"""
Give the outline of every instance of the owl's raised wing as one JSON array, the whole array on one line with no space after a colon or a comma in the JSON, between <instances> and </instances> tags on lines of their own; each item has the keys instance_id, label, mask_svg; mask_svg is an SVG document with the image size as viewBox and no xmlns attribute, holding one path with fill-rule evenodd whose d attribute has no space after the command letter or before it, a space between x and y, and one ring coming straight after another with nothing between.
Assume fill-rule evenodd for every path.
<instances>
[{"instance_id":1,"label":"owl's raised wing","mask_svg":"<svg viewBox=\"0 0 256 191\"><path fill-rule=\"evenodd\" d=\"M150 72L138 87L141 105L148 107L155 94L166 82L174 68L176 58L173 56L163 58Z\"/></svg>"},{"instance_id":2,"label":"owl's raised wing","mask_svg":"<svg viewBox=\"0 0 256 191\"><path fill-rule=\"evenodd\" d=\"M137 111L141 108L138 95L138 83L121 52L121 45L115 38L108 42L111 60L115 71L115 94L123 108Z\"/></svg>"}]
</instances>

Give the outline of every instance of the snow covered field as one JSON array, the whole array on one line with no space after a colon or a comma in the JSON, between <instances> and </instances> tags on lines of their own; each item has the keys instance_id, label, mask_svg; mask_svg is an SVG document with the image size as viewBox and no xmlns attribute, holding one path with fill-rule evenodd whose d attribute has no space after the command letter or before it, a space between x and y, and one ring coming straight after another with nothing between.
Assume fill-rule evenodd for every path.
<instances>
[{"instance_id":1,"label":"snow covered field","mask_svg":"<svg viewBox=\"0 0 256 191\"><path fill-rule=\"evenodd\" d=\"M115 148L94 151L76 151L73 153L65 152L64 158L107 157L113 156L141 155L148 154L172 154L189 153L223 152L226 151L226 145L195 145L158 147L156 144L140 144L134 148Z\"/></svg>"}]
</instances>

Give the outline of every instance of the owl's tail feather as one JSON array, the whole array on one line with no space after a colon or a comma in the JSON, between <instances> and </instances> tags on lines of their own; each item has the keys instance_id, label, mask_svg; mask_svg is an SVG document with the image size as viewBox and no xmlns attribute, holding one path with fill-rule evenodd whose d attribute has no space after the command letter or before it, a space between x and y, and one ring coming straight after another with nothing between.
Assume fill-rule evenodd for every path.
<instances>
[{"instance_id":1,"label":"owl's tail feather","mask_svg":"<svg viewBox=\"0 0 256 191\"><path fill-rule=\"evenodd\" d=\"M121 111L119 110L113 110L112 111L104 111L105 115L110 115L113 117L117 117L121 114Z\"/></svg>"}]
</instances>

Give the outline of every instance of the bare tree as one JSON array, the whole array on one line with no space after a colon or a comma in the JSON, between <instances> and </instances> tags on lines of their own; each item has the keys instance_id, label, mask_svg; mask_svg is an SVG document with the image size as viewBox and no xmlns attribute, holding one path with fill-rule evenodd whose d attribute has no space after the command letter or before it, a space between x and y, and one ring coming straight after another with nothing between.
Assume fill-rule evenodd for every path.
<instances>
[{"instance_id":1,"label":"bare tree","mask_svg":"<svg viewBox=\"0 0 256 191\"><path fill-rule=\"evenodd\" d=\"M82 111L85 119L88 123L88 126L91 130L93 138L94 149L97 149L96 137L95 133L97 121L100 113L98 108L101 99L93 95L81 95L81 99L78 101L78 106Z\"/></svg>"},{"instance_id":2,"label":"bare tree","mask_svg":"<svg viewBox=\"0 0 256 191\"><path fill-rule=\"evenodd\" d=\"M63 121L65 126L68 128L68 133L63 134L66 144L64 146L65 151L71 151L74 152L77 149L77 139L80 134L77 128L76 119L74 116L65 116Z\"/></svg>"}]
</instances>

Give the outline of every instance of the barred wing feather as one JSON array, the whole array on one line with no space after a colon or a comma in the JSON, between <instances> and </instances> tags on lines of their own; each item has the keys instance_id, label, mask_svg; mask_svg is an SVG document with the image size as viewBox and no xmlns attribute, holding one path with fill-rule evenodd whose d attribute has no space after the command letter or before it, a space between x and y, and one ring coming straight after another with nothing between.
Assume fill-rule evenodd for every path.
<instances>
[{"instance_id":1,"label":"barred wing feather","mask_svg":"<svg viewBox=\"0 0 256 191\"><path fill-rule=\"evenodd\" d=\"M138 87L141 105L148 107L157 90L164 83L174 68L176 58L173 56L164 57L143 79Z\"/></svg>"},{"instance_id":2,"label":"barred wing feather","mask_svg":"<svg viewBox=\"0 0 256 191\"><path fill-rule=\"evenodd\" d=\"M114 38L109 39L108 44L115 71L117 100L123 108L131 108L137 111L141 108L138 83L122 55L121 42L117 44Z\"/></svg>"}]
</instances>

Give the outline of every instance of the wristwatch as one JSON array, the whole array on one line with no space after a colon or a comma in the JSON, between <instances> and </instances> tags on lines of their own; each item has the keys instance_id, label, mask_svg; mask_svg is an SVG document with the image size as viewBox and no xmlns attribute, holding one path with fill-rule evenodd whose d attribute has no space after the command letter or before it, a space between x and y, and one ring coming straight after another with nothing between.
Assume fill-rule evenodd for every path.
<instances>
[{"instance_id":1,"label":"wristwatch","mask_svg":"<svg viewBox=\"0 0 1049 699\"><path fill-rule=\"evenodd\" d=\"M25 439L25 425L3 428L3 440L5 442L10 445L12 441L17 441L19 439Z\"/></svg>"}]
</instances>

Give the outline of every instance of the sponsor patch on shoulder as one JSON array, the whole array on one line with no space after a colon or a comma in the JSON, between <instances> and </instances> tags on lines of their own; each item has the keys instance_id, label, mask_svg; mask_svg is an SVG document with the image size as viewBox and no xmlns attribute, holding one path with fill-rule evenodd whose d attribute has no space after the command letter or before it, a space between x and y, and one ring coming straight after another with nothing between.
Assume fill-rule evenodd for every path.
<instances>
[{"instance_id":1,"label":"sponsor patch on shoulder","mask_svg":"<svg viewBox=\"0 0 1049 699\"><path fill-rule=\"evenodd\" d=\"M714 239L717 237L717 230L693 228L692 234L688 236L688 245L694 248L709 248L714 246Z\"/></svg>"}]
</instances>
"""
*Your goal*: Reproduce each line of the material above precisely.

*Response below*:
Give the outline of every instance of the owl's raised wing as one JSON array, the whole array on one line with no space after a colon or a comma in the JSON, between <instances> and </instances> tags on lines of their own; each item has the keys instance_id, label, mask_svg; mask_svg is an SVG document with the image size as viewBox and no xmlns attribute, holding one path with fill-rule evenodd whose d attribute has no space after the command letter or before it, a space between x and y, and one ring coming straight after another with nothing between.
Assume fill-rule evenodd for every path.
<instances>
[{"instance_id":1,"label":"owl's raised wing","mask_svg":"<svg viewBox=\"0 0 256 191\"><path fill-rule=\"evenodd\" d=\"M150 72L138 87L141 105L148 107L155 94L166 82L174 68L176 58L173 56L163 58Z\"/></svg>"},{"instance_id":2,"label":"owl's raised wing","mask_svg":"<svg viewBox=\"0 0 256 191\"><path fill-rule=\"evenodd\" d=\"M137 111L141 108L138 95L138 83L121 52L121 45L115 38L108 42L111 60L115 71L115 94L123 108Z\"/></svg>"}]
</instances>

Give the outline of every instance of the snow covered field as one JSON array, the whole array on one line with no space after a colon or a comma in the JSON, between <instances> and </instances> tags on lines of their own; each item has the keys instance_id, label, mask_svg; mask_svg is an SVG document with the image size as viewBox and no xmlns attribute, holding one path with fill-rule evenodd whose d attribute has no space after the command letter or before it, a space between x and y, and one ring coming straight after another with nothing between.
Assume fill-rule evenodd for every path.
<instances>
[{"instance_id":1,"label":"snow covered field","mask_svg":"<svg viewBox=\"0 0 256 191\"><path fill-rule=\"evenodd\" d=\"M115 148L94 151L76 151L73 153L65 152L64 158L107 157L113 156L141 155L148 154L172 154L189 153L223 152L226 151L226 145L195 145L158 147L156 144L140 144L134 148Z\"/></svg>"}]
</instances>

Give the outline of every instance of the owl's tail feather as one JSON array, the whole array on one line with no space after a colon or a comma in the JSON, between <instances> and </instances> tags on lines of their own; each item has the keys instance_id, label, mask_svg; mask_svg is an SVG document with the image size as viewBox and no xmlns attribute, holding one path with fill-rule evenodd whose d attribute has no space after the command letter or before it, a space between x and y, and one ring coming straight after another with nothing between.
Assume fill-rule evenodd for every path.
<instances>
[{"instance_id":1,"label":"owl's tail feather","mask_svg":"<svg viewBox=\"0 0 256 191\"><path fill-rule=\"evenodd\" d=\"M121 111L119 110L113 110L112 111L104 111L105 115L110 115L113 117L117 117L121 114Z\"/></svg>"}]
</instances>

Give the outline of every instance of the bare tree as one JSON array, the whole array on one line with no space after a colon or a comma in the JSON, between <instances> and </instances> tags on lines of their own; each item has the keys instance_id, label, mask_svg; mask_svg is an SVG document with the image size as viewBox and no xmlns attribute, holding one path with fill-rule evenodd whose d attribute has no space after the command letter or before it, a space between x and y, and one ring coming straight after another with nothing between.
Assume fill-rule evenodd for every path.
<instances>
[{"instance_id":1,"label":"bare tree","mask_svg":"<svg viewBox=\"0 0 256 191\"><path fill-rule=\"evenodd\" d=\"M82 111L85 119L88 123L88 126L91 130L93 138L94 149L97 149L96 137L95 133L97 121L100 113L98 108L101 99L93 95L81 95L81 99L78 101L78 106Z\"/></svg>"},{"instance_id":2,"label":"bare tree","mask_svg":"<svg viewBox=\"0 0 256 191\"><path fill-rule=\"evenodd\" d=\"M63 121L65 126L68 128L68 133L63 134L66 144L64 146L65 151L71 151L74 152L77 149L77 139L80 134L77 128L76 119L74 116L65 116Z\"/></svg>"}]
</instances>

Give the outline of every instance of the barred wing feather as one JSON array, the whole array on one line with no space after a colon or a comma in the JSON, between <instances> and </instances> tags on lines of their own; each item has the keys instance_id, label, mask_svg; mask_svg is an SVG document with the image size as viewBox and no xmlns attribute, holding one path with fill-rule evenodd whose d attribute has no space after the command letter or before it, a space between x and y, and one ring coming straight after another with nothing between.
Assume fill-rule evenodd for every path.
<instances>
[{"instance_id":1,"label":"barred wing feather","mask_svg":"<svg viewBox=\"0 0 256 191\"><path fill-rule=\"evenodd\" d=\"M138 87L141 105L148 107L157 90L164 83L174 68L176 58L173 56L164 57L143 79Z\"/></svg>"},{"instance_id":2,"label":"barred wing feather","mask_svg":"<svg viewBox=\"0 0 256 191\"><path fill-rule=\"evenodd\" d=\"M114 38L109 39L108 44L115 71L117 100L123 108L131 108L137 111L141 108L138 83L122 55L121 42L117 44Z\"/></svg>"}]
</instances>

Give the outline of every instance of the wristwatch as one JSON array, the whole array on one line with no space after a colon or a comma in the JSON, between <instances> and </instances> tags on lines of their own; each item has the keys instance_id, label, mask_svg; mask_svg is an SVG document with the image size as viewBox and no xmlns attribute, holding one path with fill-rule evenodd whose d attribute has no space after the command letter or before it, a space between x and y, and one ring coming straight after another with nothing between.
Assume fill-rule evenodd for every path.
<instances>
[{"instance_id":1,"label":"wristwatch","mask_svg":"<svg viewBox=\"0 0 1049 699\"><path fill-rule=\"evenodd\" d=\"M25 439L25 425L3 428L3 440L5 442L10 445L12 441L17 441L19 439Z\"/></svg>"}]
</instances>

Give the outline of every instance of the sponsor patch on shoulder as one JSON array, the whole array on one line with no space after a colon or a comma in the JSON, between <instances> and </instances> tags on lines of their own; each item has the keys instance_id, label, mask_svg; mask_svg is an SVG document with the image size as viewBox and no xmlns attribute, holding one path with fill-rule evenodd whose d attribute has no space after the command letter or before it, a space between x and y, and one ring coming straight after another with nothing between.
Assume fill-rule evenodd for every path.
<instances>
[{"instance_id":1,"label":"sponsor patch on shoulder","mask_svg":"<svg viewBox=\"0 0 1049 699\"><path fill-rule=\"evenodd\" d=\"M714 239L717 237L717 230L693 228L692 234L688 236L688 245L694 248L709 248L714 246Z\"/></svg>"}]
</instances>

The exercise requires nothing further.